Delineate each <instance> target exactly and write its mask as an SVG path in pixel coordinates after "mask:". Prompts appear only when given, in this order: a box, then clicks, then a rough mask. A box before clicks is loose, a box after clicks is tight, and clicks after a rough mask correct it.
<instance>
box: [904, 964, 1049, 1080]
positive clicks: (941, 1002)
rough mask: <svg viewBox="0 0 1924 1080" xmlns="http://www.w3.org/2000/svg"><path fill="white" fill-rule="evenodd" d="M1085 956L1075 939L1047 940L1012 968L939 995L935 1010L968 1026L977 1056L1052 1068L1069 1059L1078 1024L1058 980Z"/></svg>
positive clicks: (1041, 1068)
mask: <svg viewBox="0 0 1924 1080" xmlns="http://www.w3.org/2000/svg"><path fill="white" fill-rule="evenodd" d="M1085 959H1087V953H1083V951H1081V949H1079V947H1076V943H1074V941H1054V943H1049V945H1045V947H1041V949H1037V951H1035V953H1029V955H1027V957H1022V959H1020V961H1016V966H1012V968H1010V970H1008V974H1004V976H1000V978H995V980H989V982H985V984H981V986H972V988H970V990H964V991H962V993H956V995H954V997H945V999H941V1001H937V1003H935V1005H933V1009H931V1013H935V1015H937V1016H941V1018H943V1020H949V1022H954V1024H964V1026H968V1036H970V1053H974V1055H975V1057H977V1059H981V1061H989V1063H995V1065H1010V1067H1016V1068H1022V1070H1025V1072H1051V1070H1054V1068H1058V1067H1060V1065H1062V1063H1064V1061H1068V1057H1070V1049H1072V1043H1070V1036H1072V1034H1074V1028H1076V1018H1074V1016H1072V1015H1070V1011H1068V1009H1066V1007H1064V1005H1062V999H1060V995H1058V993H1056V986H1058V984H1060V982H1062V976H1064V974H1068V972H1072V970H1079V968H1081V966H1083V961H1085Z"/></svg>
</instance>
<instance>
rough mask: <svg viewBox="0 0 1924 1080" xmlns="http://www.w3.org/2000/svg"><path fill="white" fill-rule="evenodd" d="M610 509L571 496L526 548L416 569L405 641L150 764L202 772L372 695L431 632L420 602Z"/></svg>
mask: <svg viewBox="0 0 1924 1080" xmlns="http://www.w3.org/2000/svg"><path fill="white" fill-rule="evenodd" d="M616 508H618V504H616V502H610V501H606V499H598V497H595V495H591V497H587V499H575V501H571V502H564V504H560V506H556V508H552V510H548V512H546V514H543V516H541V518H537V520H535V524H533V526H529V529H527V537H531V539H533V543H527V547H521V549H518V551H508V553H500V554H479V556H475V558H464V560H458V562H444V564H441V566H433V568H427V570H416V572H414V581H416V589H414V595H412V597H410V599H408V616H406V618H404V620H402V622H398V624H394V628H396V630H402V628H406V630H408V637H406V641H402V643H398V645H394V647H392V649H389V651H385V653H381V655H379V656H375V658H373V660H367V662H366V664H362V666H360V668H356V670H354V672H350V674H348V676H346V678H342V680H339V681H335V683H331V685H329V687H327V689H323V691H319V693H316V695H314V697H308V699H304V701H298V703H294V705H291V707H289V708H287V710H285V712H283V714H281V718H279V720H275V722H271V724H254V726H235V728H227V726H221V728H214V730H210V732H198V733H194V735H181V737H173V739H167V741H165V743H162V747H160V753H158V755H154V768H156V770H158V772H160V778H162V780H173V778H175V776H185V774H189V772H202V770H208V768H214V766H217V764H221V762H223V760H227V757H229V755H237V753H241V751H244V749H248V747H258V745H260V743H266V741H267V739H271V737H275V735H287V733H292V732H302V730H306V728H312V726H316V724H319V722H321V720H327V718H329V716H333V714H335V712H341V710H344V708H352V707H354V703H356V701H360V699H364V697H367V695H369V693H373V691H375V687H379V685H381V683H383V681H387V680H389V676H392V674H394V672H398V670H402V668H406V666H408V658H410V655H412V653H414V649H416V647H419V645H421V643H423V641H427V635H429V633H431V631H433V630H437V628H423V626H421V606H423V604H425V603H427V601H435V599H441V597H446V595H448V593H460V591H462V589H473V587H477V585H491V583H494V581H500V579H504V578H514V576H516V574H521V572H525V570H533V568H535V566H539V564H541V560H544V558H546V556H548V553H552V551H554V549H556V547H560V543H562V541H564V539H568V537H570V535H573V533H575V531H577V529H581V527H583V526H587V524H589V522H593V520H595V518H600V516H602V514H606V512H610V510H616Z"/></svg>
##########
Count the lines of the data above that contain the string "positive", with case counting. Give only the number.

2